• Task inputs:
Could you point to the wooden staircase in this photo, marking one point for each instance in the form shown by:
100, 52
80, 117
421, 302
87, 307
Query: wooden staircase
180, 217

• What needs to be done: Rewrite the entries above, switching every "wooden staircase" to "spiral staircase" and leaving all other text unchanged.

• Response for this exercise:
Could you point to the spiral staircase in this photo, marking one point for each instance in the form shown by:
100, 52
80, 117
421, 302
87, 307
Query: spiral staircase
180, 217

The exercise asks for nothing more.